-- Start of Passage given --
Chantal and Jean Gabriel Blanc are having the vacation of their lives. After all, they practically have Egypt's most famous destinations all to themselves. The French couple rave about the deserted beaches at Red Sea resorts that are usually overrun with tourists. The recent revolution, which overthrew one of the Arab world's longest serving dictators, may have been a victory for the Egyptians (and the Blancs), but it was a disaster for the country's tourism industry. More than a million visitors fled during the first week of the 18-day-long protests, according to the Ministry of Foreign Affairs.
Visitors who ignored international travel advisories and stayed may have suffered the occasional whiff of tear gas, curfews or disturbing sights like tanks on the streets. But these more intrepid visitors also got the chance to witness modern history in the making and can perhaps better appreciate Egypt's past. On a day trip to visit the pyramids, just outside of Cairo, the Blancs relished the solitude. "You can almost imagine what it was like during the Pharos' time, when it was just desert and no people," says Jean Gabriel Blanc, gesturing to the stone courtyard between the outstretched paws of the Sphinx. "I could meditate here."
Of course, not everyone is thrilled. Just in front of the pyramids, tour guides, trinket sellers and men offering camel rides stand morosely in small groups, listlessly smoking cigarettes and fretting about how they will be able to afford their next meal. Guide Abdullah Faid says he hasn't had a job since January 25th, the day the protests started in Cairo's Tahrir Square. His family's papyrus shop is shuttered for lack of business, though he offers to open it up in the hopes of a quick sale. He's not sure yet if the revolution has been good for his country. Faid acknowledges that Egypt's overthrown leader, Hosni Mubarak, was corrupt and stole from the people. But he says that the doings of the elite rarely had an effect on his own livelihood, which came from generous foreign tourists. The protestors in the square may be happy, he grumbled, but his own life had decidedly taken a turn for the worse. "Before, I never had to worry about feeding my family. Now I'm not even sure I will have enough to eat by the end of the day."
An estimated 1.8 million Egyptians are directly employed in the tourism sector, and another five million in secondary industries like the manufacture and sale of tourism-related merchandise. If you multiply that by an average family size of eight, says Tarek Swelim, an art historian who leads specialized tour groups for visitors from the U.S., "You will realize what huge impact this has on Egypt as a whole." The Ministry of Foreign Affairs estimates that tourists spend some $318 million a day.
Such a significant loss of income might explain the bizarre footage broadcast around the world of a camel charging through Cairo's Tahrir Square on day nine of the protests. The camel-rider and a group of men on horseback wheeled around the square bashing protestors with riding crops while yelling at them to clear out. If anyone knows who the men were, Faid won't say. But he does admit that they came from the very same group of camel guides and horsemen now milling around the base of the pyramids in search of customers. "Look, I don't like that camel man, because I think he gave a wrong image of Egyptians, and now people won't want to take camel rides any more," says Faid. Still, he understands the guy's motivation. Standing in front of the great pyramid of Cheops, Faid waves his hand at the entrance gates just down the road. Normally, he says, the lines in front of the ticket booths would be scores deep. Now, you can just make out a couple of horses dozing in the shade of a tree and a street empty of taxis. "We are not asking for the government to give us anything. We just want to work. We want to do our jobs. But the protesters scared everyone away. We were upset."
-- End of Passage given --
▶ **Problems to solve**:
1. According to the article on Egypt's tourism slump, how many Egyptians are directly employed in the tourism sector?
2. Resume the article on Egypt's tourism slump after its final paragraph.
-- Start of Given records --
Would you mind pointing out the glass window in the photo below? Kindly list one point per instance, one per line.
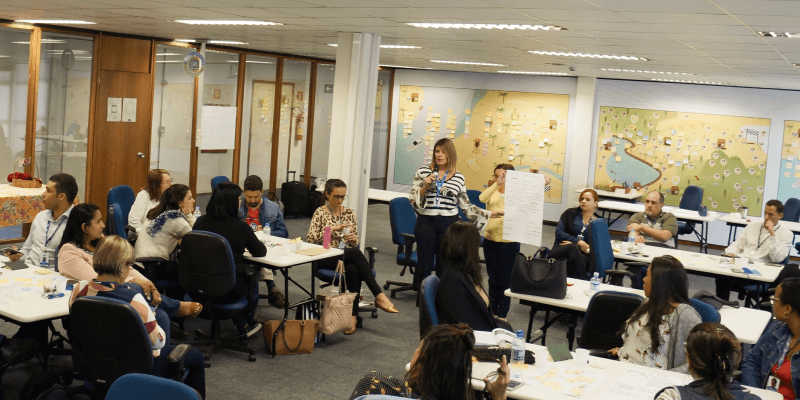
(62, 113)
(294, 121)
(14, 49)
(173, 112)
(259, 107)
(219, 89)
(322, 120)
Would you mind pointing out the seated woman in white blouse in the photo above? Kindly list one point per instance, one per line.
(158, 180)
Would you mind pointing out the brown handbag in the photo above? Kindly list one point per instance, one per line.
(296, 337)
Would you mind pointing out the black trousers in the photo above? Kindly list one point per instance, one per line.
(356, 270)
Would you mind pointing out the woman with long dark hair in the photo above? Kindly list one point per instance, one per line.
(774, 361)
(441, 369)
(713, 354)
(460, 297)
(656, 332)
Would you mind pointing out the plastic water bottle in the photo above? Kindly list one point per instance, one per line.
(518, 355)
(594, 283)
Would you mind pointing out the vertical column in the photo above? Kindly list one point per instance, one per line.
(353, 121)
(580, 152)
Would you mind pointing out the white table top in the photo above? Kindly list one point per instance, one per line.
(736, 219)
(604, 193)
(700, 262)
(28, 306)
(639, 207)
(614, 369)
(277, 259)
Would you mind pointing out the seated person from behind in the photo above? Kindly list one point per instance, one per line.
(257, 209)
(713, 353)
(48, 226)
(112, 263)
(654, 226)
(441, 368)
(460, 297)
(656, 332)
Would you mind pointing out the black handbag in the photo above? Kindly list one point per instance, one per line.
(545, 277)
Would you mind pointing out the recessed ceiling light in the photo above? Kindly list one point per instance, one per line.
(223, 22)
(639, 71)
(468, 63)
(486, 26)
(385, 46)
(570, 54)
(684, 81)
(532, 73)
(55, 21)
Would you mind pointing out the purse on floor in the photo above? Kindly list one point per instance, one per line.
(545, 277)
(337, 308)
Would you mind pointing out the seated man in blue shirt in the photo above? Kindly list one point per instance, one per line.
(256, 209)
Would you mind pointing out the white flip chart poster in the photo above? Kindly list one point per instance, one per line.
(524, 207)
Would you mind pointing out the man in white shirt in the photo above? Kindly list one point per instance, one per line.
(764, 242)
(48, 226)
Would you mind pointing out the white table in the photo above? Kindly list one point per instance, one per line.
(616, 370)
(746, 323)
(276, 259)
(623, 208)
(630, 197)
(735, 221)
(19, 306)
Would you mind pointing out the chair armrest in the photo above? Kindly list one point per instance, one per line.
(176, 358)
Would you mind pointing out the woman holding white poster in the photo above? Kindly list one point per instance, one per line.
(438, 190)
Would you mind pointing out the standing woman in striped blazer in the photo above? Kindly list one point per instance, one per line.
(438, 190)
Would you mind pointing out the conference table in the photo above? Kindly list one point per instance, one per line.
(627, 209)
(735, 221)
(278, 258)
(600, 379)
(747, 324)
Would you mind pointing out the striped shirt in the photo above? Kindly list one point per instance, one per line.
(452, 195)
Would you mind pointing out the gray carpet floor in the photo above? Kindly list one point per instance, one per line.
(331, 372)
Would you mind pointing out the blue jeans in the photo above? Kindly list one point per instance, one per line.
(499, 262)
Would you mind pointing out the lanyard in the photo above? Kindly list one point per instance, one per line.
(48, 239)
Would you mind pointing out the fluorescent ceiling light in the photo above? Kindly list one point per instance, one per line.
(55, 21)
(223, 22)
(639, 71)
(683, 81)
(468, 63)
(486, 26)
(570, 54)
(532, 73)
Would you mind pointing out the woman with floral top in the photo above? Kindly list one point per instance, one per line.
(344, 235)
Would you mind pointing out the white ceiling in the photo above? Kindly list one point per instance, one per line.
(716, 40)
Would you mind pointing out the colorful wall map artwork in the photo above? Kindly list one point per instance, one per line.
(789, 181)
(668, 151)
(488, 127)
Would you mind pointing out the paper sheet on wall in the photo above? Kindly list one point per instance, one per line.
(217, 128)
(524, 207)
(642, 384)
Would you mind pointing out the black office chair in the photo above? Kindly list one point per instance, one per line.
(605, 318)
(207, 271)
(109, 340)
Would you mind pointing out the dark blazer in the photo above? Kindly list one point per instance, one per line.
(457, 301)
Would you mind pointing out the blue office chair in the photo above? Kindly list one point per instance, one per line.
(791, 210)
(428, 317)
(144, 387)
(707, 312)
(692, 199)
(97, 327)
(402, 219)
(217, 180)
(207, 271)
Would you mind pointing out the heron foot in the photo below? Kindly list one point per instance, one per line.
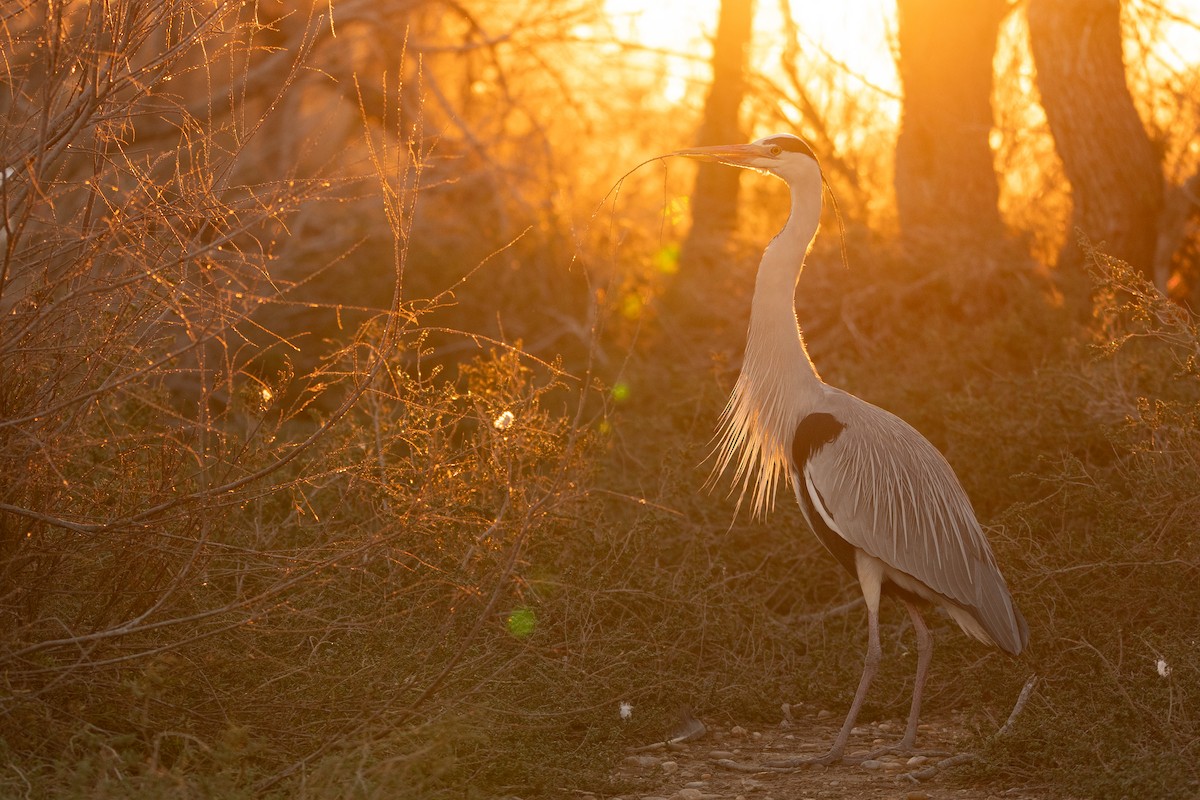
-- End of Given records --
▶ **Exercise answers**:
1. An estimated 1.8 million.

2.
Despite the short term losses, Swelim, who has had two major American tour groups one from the Stanford Alumni Association and the other from Yale cancel planned trips, believes that Egypt will eventually be better off. "Yes, tourism definitely flourished during Mubarak. But that doesn't mean everything else did." He describes a deteriorating education system and stagnating political scene. It was economy that benefited a tiny elite and a society in decline. "We have a chance to start over, and when we do, we will have even more tourists coming. They will want to go to Tahrir Square to see where Egyptians stood up to a modern-day pharaoh. This isn't so far fetched. After all, New York's "Ground Zero," site of the attacks of September 11th, is now one of the city's visited sites.
Turning the site of the revolution into a tourist destination can only happen after Western countries lift their travel advisories warning their citizens not to visit. At the moment, say officials, the situation is still too tense to make a call. Tanks are still out on the streets, and protests over housing, pay or labor disputes could turn violent. The police have not returned to their posts, and while crime does not seem to be too much of a concern, it is true that security at several prisons was breached during the prisons, allowing criminals to escape.
Until the embassies are comfortable that security has returned, they are unlikely to alter their warnings. American state department regulations require a minimum 30-day wait period before Egypt's status can be changed. That's when things will start looking up, says Swelim. "The Americans are the most fragile. Once it's known that the Americans are coming back, everyone else will come too." Until then, the more adventuresome tourists like the Blancs will enjoy having the country to themselves. "Last year it would have been impossible to get a picture in front of the Sphinx with out a crowd," says Chantal Blanc, holding up her camera like a trophy. "This is the best time to visit Egypt." Egyptians are hoping that idea catches on.